**What the task asks:** Pick up the Rowland B. Wilson biography below at the point where it stops, and continue it from its last sentence.

**Given passage:**
- Born: August 3, 1930 Dallas, Texas, U.S.
- Died: June 28, 2005 (aged 74) Encinitas, California, U.S.
- Area(s): Cartoonist, Illustrator, Animator
- Spouse: Suzanne Lemieux

= Rowland B. Wilson =

American cartoonist

Rowland Bragg Wilson (August 3, 1930 – June 28, 2005) was an American gag cartoonist and animation production artist who did watercolor cartoon illustrations for leading magazines, notably Playboy (beginning in 1967) and TV Guide and The New Yorker.

== Career ==
Born in Dallas, Texas, the young Wilson was passionate about the funnies and the movies. He was an honors student in liberal arts at the University of Texas at Austin, where he drew cartoons for the college humor magazine, The Texas Ranger. (While at UT, he created the magazine's mascot — a fat, mustachioed outlaw-type called "Hairy Ranger.") A number of the cartoons Wilson did for The Texas Ranger were reprinted by Dell's 1000 Jokes in an ongoing feature, "Varsity Varieties". This led to a series of caricature covers Wilson did for 1000 Jokes.

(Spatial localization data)
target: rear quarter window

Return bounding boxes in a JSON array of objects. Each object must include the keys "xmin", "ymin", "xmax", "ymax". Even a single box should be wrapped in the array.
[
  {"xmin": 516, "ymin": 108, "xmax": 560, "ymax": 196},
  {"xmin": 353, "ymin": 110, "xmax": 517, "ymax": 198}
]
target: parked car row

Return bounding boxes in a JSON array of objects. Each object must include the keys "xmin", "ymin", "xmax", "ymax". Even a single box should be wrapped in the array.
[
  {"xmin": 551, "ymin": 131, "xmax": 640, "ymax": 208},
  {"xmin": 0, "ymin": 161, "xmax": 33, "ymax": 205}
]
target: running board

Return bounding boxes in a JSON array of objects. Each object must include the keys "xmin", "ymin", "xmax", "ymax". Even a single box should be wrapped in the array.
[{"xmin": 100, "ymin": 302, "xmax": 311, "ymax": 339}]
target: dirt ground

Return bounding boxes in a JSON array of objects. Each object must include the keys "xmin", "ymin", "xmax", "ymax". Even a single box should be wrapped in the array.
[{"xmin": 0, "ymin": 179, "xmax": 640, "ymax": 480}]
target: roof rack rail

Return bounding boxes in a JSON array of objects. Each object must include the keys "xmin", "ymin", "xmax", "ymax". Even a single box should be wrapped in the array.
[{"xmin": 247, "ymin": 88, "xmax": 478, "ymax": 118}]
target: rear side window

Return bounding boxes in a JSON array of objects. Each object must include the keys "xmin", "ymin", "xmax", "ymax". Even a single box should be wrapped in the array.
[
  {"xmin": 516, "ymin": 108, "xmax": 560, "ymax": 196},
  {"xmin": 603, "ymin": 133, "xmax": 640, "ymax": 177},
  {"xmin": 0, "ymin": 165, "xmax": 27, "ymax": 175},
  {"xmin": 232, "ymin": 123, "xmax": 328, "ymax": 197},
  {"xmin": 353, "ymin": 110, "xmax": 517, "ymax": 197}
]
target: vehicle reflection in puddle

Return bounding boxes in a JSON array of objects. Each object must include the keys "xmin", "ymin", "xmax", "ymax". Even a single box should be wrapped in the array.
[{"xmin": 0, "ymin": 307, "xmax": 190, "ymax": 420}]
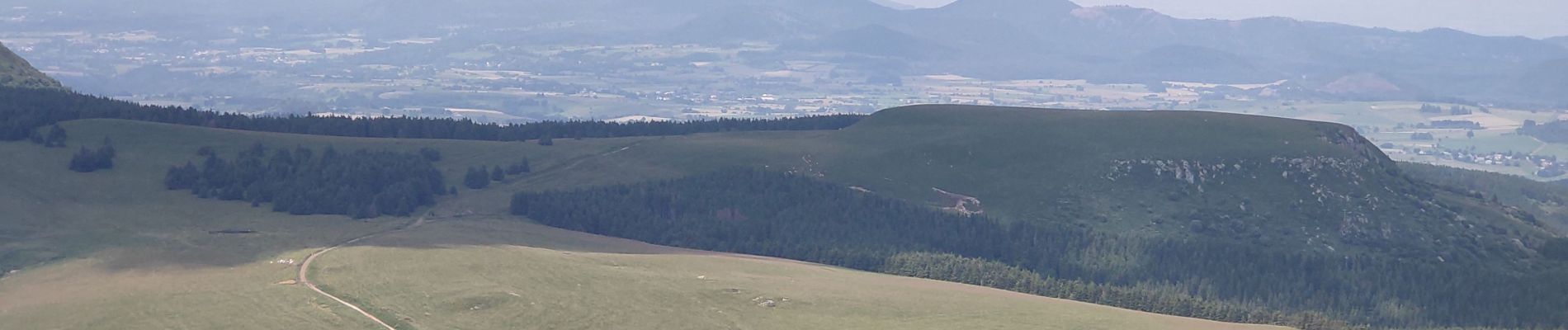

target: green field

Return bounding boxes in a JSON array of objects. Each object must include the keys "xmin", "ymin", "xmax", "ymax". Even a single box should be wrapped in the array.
[{"xmin": 0, "ymin": 120, "xmax": 1267, "ymax": 328}]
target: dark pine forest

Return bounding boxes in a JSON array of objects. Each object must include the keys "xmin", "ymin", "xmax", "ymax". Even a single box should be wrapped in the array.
[{"xmin": 511, "ymin": 169, "xmax": 1568, "ymax": 328}]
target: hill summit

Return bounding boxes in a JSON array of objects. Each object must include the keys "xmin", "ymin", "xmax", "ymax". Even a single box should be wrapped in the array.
[{"xmin": 0, "ymin": 44, "xmax": 64, "ymax": 89}]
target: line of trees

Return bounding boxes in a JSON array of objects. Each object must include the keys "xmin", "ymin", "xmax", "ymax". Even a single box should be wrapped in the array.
[
  {"xmin": 163, "ymin": 144, "xmax": 448, "ymax": 219},
  {"xmin": 511, "ymin": 169, "xmax": 1568, "ymax": 328},
  {"xmin": 0, "ymin": 87, "xmax": 864, "ymax": 145},
  {"xmin": 463, "ymin": 158, "xmax": 533, "ymax": 189}
]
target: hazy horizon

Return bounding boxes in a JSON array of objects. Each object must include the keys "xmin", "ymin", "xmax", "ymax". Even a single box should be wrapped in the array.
[{"xmin": 892, "ymin": 0, "xmax": 1568, "ymax": 37}]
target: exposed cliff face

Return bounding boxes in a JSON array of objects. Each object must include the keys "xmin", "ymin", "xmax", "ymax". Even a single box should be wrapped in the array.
[
  {"xmin": 812, "ymin": 106, "xmax": 1547, "ymax": 262},
  {"xmin": 0, "ymin": 44, "xmax": 64, "ymax": 87}
]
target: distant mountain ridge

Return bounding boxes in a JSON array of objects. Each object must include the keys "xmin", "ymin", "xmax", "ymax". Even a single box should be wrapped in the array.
[
  {"xmin": 0, "ymin": 44, "xmax": 64, "ymax": 89},
  {"xmin": 12, "ymin": 0, "xmax": 1568, "ymax": 105},
  {"xmin": 1546, "ymin": 36, "xmax": 1568, "ymax": 49},
  {"xmin": 871, "ymin": 0, "xmax": 918, "ymax": 11}
]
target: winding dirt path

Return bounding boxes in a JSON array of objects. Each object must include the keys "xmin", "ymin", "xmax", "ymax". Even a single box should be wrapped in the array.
[{"xmin": 296, "ymin": 214, "xmax": 428, "ymax": 330}]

**Your response:**
Wilson did his graduate work in art history at Columbia University. He was an art director with Young & Rubicam and moved to Weston, Connecticut. Wilson illustrated children's books including Al Perkins' Tubby and the Lantern, and attracted much attention with his series of cartoons for the New England Life Insurance ad campaign. He also illustrated humorous books, including Steve Allen's Bigger Than a Breadbox, as well as compiling a book of his own cartoons, The Whites of Their Eyes (Dutton, 1962).

His gag cartoons were published in Esquire, Playboy, The New Yorker, The Saturday Evening Post, Collier's and other magazines.

In the early 1970s, Wilson worked in London for the Richard Williams animation studio. When he returned to the United States, he worked in New York at the Phil Kimmelman animation studio, creating two award-winning sequences for "Schoolhouse Rock". After moving to California he was a pre-production concept designer at the Walt Disney studio, working on The Little Mermaid, The Hunchback of Notre Dame, Tarzan and Hercules, among others. His wife, Suzanne Lemieux Wilson, did concept art on several animated features, including Titan A.E. and Anastasia.

Wilson lived in La Costa, California. At age 74, he died of heart failure at Scripps Memorial Hospital in Encinitas, California. He was survived by his wife and his four daughters, Amanda, Reed, Kendra and Megan Wilson.

==Books==
- Rowland B. Wilson's Trade Secrets: Notes for Cartooning and Animation by Rowland B. and Suzanne Lemieux Wilson (Focal Press, June 2012)
- The Whites of Their Eyes (Dutton, 1962)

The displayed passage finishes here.